[Stored data entries]

╭──

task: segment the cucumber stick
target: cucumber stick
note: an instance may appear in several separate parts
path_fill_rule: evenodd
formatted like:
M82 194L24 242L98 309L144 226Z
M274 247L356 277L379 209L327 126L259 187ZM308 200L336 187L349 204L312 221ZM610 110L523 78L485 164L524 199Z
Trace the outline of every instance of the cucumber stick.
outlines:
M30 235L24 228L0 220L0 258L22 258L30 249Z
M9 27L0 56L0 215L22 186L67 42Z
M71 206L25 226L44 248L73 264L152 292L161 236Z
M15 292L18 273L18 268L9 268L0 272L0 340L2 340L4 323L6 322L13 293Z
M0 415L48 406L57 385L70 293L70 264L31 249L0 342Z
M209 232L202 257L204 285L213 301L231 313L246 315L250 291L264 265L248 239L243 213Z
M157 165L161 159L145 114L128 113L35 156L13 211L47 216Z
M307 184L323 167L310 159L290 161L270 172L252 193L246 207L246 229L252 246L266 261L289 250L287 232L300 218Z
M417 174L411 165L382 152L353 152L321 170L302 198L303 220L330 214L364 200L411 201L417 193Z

╰──

Task description: Give back the entries exactly. Omit none of them.

Your solution:
task: segment the cucumber stick
target: cucumber stick
note: an instance may appear in several separate parts
path_fill_rule: evenodd
formatted like:
M82 194L24 242L98 309L144 226Z
M274 247L356 277L379 209L327 126L259 187ZM308 200L336 187L349 204L312 221ZM610 110L523 78L485 164L524 199Z
Trace the outline of every instance of the cucumber stick.
outlines:
M30 235L24 228L0 220L0 258L22 258L30 249Z
M9 27L0 56L0 215L22 186L67 42Z
M71 206L25 226L44 248L73 264L152 292L161 236Z
M15 292L18 273L18 268L9 268L0 272L0 340L2 340L4 323L6 322L13 293Z
M0 415L48 406L57 385L70 293L70 264L31 249L0 342Z
M209 232L202 257L204 285L213 301L231 313L246 315L250 291L264 265L248 239L243 213Z
M157 165L161 159L145 114L128 113L35 156L13 211L47 216Z
M307 184L323 167L310 159L290 161L270 172L252 193L246 207L246 229L252 246L266 261L289 250L287 232L300 218Z
M417 174L411 165L382 152L353 152L321 170L302 198L303 220L330 214L364 200L411 201L417 193Z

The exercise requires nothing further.